● DIRECTIONS FOR THIS TASK: Copy out each line of the listing below where the string "buffalo" appears.

● PROVIDED DATA:

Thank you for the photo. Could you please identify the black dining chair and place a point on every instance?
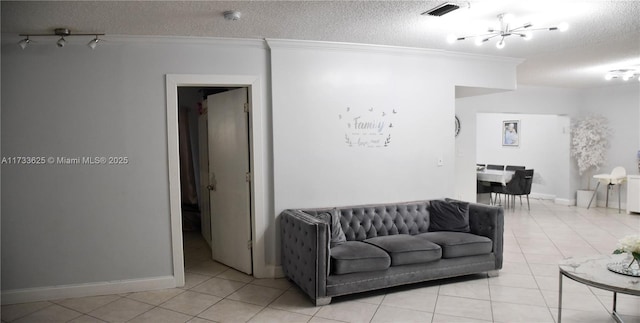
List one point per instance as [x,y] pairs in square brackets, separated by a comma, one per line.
[519,185]
[496,187]
[483,187]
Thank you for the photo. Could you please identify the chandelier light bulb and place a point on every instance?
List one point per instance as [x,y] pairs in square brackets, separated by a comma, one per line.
[507,18]
[61,42]
[24,43]
[563,27]
[93,43]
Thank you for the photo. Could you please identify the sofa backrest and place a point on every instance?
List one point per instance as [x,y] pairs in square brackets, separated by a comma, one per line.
[368,221]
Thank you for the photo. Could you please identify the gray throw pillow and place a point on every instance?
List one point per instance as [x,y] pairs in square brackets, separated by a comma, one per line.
[449,215]
[333,219]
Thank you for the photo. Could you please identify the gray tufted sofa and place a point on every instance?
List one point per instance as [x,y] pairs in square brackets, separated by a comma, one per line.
[387,245]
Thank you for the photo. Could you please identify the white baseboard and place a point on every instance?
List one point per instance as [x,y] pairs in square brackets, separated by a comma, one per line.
[278,272]
[82,290]
[613,204]
[568,202]
[540,196]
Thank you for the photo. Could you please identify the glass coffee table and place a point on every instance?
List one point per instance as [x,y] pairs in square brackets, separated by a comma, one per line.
[592,271]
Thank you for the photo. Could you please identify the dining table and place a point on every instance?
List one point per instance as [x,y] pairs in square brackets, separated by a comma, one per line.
[495,176]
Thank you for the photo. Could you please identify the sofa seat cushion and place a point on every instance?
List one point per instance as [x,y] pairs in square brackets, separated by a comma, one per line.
[459,244]
[406,249]
[357,256]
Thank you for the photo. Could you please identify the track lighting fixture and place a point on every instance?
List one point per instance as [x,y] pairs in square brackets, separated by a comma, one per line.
[625,74]
[61,42]
[506,30]
[62,33]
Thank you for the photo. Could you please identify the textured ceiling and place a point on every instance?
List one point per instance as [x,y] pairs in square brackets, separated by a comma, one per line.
[603,35]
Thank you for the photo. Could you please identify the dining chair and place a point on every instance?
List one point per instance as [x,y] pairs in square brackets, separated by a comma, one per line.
[519,185]
[617,177]
[496,187]
[483,187]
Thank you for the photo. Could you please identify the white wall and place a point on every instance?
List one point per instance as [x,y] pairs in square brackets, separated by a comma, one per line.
[77,224]
[319,89]
[543,138]
[621,106]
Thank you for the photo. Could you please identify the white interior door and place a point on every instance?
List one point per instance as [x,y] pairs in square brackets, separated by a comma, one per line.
[230,179]
[203,145]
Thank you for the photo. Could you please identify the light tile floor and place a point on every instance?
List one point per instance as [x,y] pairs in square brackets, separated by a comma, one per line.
[525,291]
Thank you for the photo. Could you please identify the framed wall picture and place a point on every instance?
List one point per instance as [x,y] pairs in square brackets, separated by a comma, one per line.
[511,133]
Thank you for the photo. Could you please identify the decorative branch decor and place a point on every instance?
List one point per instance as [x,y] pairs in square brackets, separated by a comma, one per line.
[589,142]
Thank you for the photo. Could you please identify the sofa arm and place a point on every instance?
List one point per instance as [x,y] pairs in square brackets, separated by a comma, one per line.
[488,221]
[304,243]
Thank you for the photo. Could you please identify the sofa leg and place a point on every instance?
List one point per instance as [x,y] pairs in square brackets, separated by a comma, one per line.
[320,301]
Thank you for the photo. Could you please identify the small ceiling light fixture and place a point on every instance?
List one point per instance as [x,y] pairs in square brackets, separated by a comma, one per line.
[524,31]
[24,43]
[442,9]
[93,43]
[625,74]
[62,33]
[232,15]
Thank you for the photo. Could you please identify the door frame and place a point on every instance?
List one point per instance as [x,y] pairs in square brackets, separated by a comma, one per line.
[256,160]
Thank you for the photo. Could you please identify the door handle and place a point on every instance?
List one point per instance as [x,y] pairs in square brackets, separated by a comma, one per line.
[214,183]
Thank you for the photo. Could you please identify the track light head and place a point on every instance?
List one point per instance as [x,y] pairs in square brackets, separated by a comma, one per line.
[24,43]
[93,43]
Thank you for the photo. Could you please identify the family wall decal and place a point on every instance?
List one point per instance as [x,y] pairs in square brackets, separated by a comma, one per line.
[368,127]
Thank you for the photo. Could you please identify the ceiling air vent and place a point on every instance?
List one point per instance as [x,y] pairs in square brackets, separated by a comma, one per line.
[442,9]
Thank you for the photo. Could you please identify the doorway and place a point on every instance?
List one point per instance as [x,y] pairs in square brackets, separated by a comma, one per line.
[215,171]
[257,225]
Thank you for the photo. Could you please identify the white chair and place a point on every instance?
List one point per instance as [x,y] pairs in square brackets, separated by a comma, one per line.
[617,177]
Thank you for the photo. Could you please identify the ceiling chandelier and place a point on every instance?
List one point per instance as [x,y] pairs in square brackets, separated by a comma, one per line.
[625,74]
[506,30]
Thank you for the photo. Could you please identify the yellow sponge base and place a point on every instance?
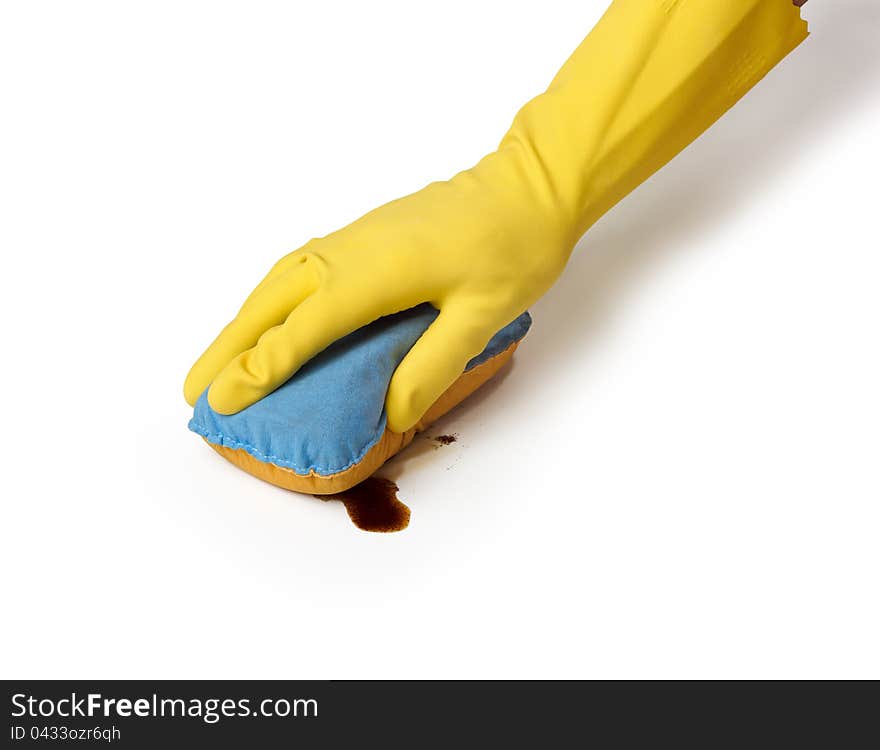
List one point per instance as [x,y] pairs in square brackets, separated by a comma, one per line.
[388,445]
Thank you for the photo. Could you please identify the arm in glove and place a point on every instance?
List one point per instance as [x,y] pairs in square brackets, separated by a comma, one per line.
[486,244]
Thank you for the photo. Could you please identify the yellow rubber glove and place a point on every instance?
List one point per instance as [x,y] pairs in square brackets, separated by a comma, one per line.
[485,245]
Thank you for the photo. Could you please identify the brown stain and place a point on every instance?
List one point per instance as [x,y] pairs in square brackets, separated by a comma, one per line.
[372,505]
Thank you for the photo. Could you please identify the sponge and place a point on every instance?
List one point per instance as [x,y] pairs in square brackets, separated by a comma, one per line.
[325,430]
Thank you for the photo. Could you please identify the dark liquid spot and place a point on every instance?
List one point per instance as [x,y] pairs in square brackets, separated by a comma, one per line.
[372,505]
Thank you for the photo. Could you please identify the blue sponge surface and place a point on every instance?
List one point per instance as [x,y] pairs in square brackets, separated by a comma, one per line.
[332,411]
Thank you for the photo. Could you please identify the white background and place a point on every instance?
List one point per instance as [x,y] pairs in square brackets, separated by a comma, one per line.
[677,478]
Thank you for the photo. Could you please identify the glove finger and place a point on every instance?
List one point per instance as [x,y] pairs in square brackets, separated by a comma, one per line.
[312,326]
[434,363]
[263,310]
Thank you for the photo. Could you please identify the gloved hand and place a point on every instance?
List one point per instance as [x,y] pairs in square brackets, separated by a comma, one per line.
[485,245]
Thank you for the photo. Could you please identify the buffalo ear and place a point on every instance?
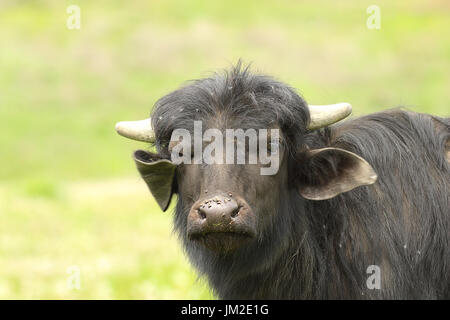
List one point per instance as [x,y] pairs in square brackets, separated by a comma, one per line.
[158,174]
[328,172]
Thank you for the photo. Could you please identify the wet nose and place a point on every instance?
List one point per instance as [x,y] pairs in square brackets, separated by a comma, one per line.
[218,210]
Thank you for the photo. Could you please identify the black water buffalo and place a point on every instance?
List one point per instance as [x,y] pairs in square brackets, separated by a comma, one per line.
[359,209]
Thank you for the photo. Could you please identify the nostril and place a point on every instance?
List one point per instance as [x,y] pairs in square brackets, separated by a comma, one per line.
[201,214]
[235,212]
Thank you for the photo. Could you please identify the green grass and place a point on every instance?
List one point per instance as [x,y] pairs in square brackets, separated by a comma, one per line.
[69,193]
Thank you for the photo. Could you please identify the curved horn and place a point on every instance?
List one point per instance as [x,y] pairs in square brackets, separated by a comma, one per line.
[140,130]
[325,115]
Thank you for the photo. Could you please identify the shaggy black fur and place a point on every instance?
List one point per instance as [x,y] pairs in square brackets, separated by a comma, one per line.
[321,249]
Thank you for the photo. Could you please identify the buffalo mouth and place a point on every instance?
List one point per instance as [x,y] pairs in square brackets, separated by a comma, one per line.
[222,223]
[222,241]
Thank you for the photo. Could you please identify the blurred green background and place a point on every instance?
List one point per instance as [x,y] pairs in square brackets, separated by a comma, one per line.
[69,191]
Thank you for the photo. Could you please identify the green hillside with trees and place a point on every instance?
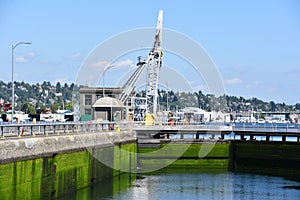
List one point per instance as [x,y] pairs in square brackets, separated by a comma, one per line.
[29,97]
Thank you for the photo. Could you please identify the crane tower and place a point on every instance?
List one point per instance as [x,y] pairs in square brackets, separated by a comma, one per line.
[153,63]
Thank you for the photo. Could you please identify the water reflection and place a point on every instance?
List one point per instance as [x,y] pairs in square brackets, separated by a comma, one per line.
[210,186]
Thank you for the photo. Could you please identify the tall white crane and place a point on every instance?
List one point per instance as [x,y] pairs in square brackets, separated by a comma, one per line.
[153,63]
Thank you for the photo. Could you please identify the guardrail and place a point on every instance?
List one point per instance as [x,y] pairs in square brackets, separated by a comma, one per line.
[56,128]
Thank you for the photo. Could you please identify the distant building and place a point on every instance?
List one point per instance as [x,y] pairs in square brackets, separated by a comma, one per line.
[109,108]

● SOLUTION:
Thank you for the photo. Could you please identify the buffalo ear and place a point on every instance?
Thank you for the photo. Could you please identify the black water buffalo and place a point on every instance?
Thank you for the photo. Could you please identify the buffalo mouth and place a point on every instance?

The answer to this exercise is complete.